-- Problem --
Rewrite the records below, changing "Sample output" to "Example output" everywhere and keeping everything else the same.

─── Exercise input ───

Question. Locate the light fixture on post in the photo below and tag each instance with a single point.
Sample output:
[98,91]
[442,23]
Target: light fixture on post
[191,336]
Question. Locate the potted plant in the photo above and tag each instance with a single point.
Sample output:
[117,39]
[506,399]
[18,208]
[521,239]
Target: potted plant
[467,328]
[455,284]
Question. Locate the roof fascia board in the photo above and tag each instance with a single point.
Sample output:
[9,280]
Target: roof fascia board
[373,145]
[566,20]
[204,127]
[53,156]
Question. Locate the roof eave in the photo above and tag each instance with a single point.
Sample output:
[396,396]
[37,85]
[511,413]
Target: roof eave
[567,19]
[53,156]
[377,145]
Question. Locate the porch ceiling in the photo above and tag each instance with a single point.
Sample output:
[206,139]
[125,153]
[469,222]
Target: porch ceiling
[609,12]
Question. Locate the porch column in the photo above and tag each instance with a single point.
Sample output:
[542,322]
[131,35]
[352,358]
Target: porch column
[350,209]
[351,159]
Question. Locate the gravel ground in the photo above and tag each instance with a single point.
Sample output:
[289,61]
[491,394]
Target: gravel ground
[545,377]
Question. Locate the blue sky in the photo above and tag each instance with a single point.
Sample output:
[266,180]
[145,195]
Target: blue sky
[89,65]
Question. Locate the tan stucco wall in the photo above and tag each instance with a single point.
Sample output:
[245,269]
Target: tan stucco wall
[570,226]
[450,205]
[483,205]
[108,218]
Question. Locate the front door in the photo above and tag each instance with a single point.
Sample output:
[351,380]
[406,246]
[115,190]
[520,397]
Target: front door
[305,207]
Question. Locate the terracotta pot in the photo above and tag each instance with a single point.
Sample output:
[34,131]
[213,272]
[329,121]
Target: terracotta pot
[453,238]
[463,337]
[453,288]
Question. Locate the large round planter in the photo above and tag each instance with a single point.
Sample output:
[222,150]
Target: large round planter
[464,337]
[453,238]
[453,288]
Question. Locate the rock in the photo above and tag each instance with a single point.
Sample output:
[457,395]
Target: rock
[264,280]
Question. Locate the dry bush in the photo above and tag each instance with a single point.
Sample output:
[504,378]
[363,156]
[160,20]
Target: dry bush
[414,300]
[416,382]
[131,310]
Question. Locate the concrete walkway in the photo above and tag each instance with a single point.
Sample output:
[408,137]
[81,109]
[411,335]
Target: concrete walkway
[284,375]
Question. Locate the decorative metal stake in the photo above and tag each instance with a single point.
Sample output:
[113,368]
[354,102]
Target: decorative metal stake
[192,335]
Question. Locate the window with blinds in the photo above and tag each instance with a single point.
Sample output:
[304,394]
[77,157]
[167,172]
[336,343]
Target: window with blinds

───

-- Solution for this task --
Question. Locate the light fixture on post in the photo below and tag each instance with a single point.
Example output:
[98,91]
[442,23]
Target: light fixture on post
[191,336]
Question. Locate the potted plant in the photo above and tag each instance with a single point.
Example output:
[117,39]
[506,399]
[18,208]
[521,239]
Target: potted plant
[467,328]
[455,284]
Question. Locate the roof fascia board in the photo above and tag each instance with a single point.
Example output:
[9,280]
Target: roof fascia board
[373,145]
[566,20]
[204,127]
[53,156]
Question. Locate the roof eave in the photo above and tag each instance with a single point.
Example output:
[396,396]
[37,85]
[511,413]
Target: roof eave
[567,19]
[53,156]
[377,145]
Question. Locate the porch ceiling in the photo above and tag each instance with a single point.
Example output:
[206,139]
[125,153]
[469,222]
Target: porch ceiling
[609,12]
Question. Locate the porch column in the photo above and tag each instance with a single point.
Example output:
[542,322]
[131,35]
[352,358]
Target: porch column
[350,209]
[351,159]
Question. Locate the gravel ground in the photo above and tag each instance with a single point.
Example output:
[289,61]
[491,394]
Target: gravel ground
[545,377]
Question. Locate the blue sky in the photo above and tag each instance with a single point.
Example output:
[266,180]
[145,195]
Target: blue sky
[89,65]
Question. Locate the tan stucco wall in the photo above and tag each instance with a single point.
Example output:
[245,269]
Target: tan stucco wall
[570,226]
[450,205]
[483,205]
[108,218]
Question. Locate the front door in the photo above and tag each instance with a single point.
Example output:
[351,380]
[406,246]
[115,190]
[520,397]
Target: front door
[305,207]
Question. Locate the terracotta pot in the photo above and tag each instance with a single point.
Example output:
[34,131]
[213,272]
[329,121]
Target: terracotta pot
[453,238]
[463,337]
[453,288]
Question. Locate the large round planter in the photo above and tag each instance with a single point.
Example output:
[222,150]
Target: large round planter
[464,337]
[453,238]
[453,288]
Question. Locate the rock in the photo above and tag each instance with a single point.
Example output:
[457,395]
Target: rock
[264,280]
Question. Locate the dry bush in the photo above and tag each instance with a single point.
Example output:
[504,378]
[363,156]
[160,20]
Target: dry bush
[414,300]
[416,382]
[131,310]
Question. Locate the concrete walkway in the photo above and tag each instance with a single point.
Example output:
[408,137]
[81,109]
[411,335]
Target: concrete walkway
[284,375]
Question. Locate the decorative metal stake in the photo above and tag each instance with a single point.
Example output:
[113,368]
[354,102]
Target: decorative metal stake
[192,335]
Question. Locate the window with blinds in the photo above and tag each instance with a single point.
Example output:
[304,394]
[77,157]
[167,172]
[336,343]
Target: window with blinds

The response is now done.